### [Text passage]
****************

December 6, 2022 -  Fitch Ratings-London-06 December 2022: Fitch Ratings’ updated metals and mining price assumptions include revised thermal coal prices for 2022 and 2023, reflecting year-to-date prices, supply normalisation in 2023 and higher prices in China. We have raised our 2022 nickel price assumption, reflecting a market rally. We have kept all other price assumptions unchanged.



Our unchanged copper assumptions reflect softer market sentiment linked to the global economic slowdown in 2023, offset by supportive short- and medium-term supply-demand drivers. We expect a moderate increase in global primary copper consumption of about 2% in 2023, similar to 2022. Mine supply will grow by around 4% in 2023, although disruptions may affect that. A tightly balanced market and minimal global copper stocks (less than two weeks’ consumption) will sustain prices in 2023. Copper’s longer-term prospects are supported by demand from the energy transition.

We have maintained our iron ore assumptions as global steel demand continues to temper. However, the market is not oversupplied as lower iron ore supplies from Ukraine and Russia offset demand destruction in Europe and other regions.

Our metallurgical coal assumptions are also unchanged. Prices in 2022 were supported by met coal use in power generation due to the European energy crisis and increased thermal coal and gas prices. However, we expect met coal prices to reduce next year on weaker demand from steelmaking and more stable energy markets. Other factors that could affect the market include a potential removal of the Chinese ban on coal imports from Australia.

We have kept our aluminium price assumptions unchanged. CRU forecasts global aluminium inventories at 50 days in the coming years, indicating an equilibrium for the market. The aluminium market is still exposed to short-term fluctuations, with prices dipping below USD2,400/tonne since September. Financial investors have been cutting long positions due to rising interest rates increasing cost of carry, contributing to lower prices. Once quarter-on-quarter demand bottoms out in 2023 and industrial activity picks up, prices will gradually recover and incentivise restarts of smelters. Fundamental drivers, including marginal smelter costs will provide some support to prices.

****************

[Point localization data]
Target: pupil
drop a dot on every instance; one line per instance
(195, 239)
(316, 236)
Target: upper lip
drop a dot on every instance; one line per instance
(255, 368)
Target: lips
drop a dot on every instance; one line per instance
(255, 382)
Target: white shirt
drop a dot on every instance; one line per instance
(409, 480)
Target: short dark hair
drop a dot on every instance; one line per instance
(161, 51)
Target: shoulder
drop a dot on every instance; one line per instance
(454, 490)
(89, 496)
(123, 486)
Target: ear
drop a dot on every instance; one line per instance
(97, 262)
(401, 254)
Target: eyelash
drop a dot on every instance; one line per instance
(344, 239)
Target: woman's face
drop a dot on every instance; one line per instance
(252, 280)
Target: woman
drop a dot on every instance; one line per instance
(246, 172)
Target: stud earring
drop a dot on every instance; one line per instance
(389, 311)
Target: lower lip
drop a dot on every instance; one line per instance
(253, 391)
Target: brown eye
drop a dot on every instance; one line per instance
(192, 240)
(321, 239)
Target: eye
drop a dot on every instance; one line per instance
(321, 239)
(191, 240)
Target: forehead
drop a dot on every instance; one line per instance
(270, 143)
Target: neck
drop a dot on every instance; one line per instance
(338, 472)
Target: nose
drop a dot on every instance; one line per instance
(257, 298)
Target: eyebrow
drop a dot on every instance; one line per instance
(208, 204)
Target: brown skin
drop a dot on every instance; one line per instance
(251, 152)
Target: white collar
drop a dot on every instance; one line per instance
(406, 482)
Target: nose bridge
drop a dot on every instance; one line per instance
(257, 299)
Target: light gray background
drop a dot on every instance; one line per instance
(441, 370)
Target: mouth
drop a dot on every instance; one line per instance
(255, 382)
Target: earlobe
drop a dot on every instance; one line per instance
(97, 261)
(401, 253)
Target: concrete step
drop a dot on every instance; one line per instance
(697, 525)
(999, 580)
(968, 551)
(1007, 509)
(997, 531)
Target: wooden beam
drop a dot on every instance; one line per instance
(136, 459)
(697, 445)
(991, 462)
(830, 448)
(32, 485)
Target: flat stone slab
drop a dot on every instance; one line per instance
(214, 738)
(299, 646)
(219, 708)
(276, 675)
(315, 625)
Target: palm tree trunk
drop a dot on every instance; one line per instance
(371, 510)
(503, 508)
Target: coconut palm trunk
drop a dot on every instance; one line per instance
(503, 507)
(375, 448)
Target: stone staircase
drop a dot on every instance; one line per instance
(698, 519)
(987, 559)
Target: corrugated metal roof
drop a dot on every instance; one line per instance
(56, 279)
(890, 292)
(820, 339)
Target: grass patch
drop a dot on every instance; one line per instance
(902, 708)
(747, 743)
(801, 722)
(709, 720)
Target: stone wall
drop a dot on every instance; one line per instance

****************

### [What you should do]
Using the wording of the Fitch price assumptions passage, list every commodity whose price assumptions the passage describes as unchanged or maintained.

### [Completed exercise]
copper
iron ore
metallurgical coal
aluminium